- **WRITTEN EXERCISE 1**:
In the garden update below, where were the scallion ends from the two small pots moved?

And I moved the poor dehydrated papaya plants into bigger pots - hoping they will survive, apparently they hate transplantation. But they’re little trees now, and the pots were way too small. Hoping that some food, water, and a bigger home will bring them back.

Kale is still going strong, except for an intermittent fungus issue that the green-thumbed neighbor says I can’t do anything about, but I need to research.

Harvested my first beets, and replanted the ones that need to grow more, giving them more space. Interestingly, one of the beet stubs I had stuck in the pot along with seeds actually regenerated! The other ones sprouted leaves, but stayed flat, and all research had indicated that’s all that would happen. So strange, and also wonderful!

I had stuck some scallion ends in two small pots and they have done miserably this whole time, so I moved them into empty tomato pots - let’s see if the space and constant water supply changes things. Other scallion ends that I stuck into other plant pots have done swimmingly, so it’s a puzzle.

- **RECORDS FOR PROCESSING**:
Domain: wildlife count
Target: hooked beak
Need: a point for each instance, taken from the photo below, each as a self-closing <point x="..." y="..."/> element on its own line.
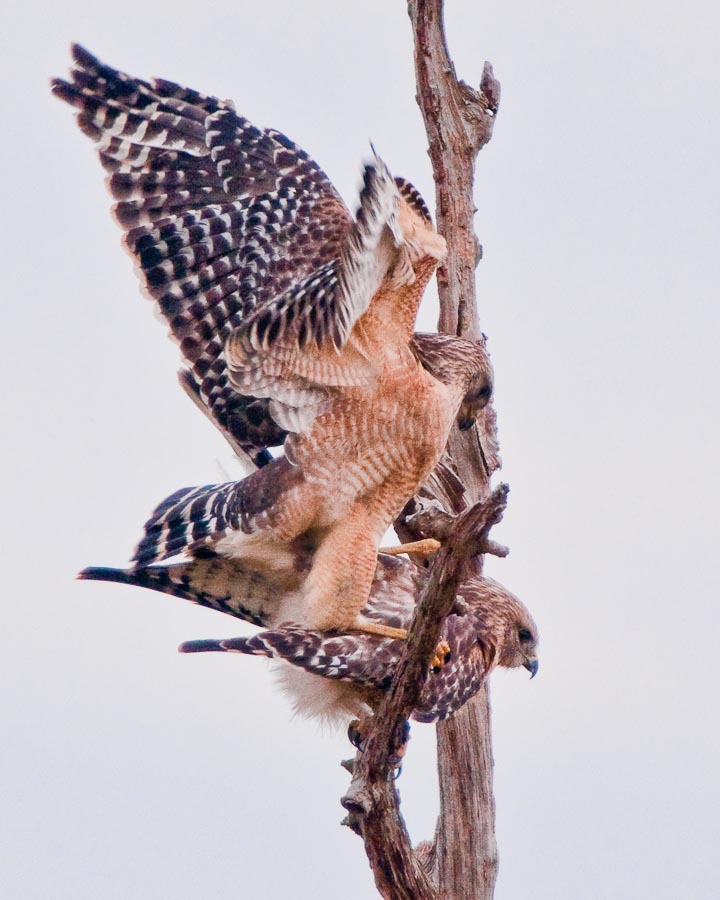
<point x="532" y="665"/>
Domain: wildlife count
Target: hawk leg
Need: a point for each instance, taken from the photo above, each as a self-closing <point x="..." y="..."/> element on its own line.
<point x="338" y="584"/>
<point x="427" y="546"/>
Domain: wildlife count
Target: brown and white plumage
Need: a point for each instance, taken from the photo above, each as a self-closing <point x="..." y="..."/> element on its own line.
<point x="335" y="675"/>
<point x="291" y="317"/>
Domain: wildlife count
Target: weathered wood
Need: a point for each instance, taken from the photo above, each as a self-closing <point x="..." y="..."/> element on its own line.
<point x="459" y="122"/>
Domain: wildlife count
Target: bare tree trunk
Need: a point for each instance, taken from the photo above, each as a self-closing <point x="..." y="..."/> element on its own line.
<point x="462" y="863"/>
<point x="459" y="122"/>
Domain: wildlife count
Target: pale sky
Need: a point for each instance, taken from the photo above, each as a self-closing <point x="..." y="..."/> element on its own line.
<point x="129" y="772"/>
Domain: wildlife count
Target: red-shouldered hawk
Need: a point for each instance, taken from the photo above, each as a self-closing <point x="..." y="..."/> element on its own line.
<point x="295" y="322"/>
<point x="337" y="675"/>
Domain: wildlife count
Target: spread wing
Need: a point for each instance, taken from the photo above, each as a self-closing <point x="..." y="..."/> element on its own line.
<point x="234" y="230"/>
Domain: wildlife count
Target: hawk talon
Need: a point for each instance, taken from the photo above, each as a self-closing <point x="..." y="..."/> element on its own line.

- **WRITTEN EXERCISE 2**:
Pull out each line of the entries above that contains the string "Target".

- **EXPECTED OUTPUT 1**:
Into empty tomato pots.

- **EXPECTED OUTPUT 2**:
Target: hooked beak
Target: hawk leg
Target: brown and white plumage
Target: weathered wood
Target: bare tree trunk
Target: pale sky
Target: red-shouldered hawk
Target: spread wing
Target: hawk talon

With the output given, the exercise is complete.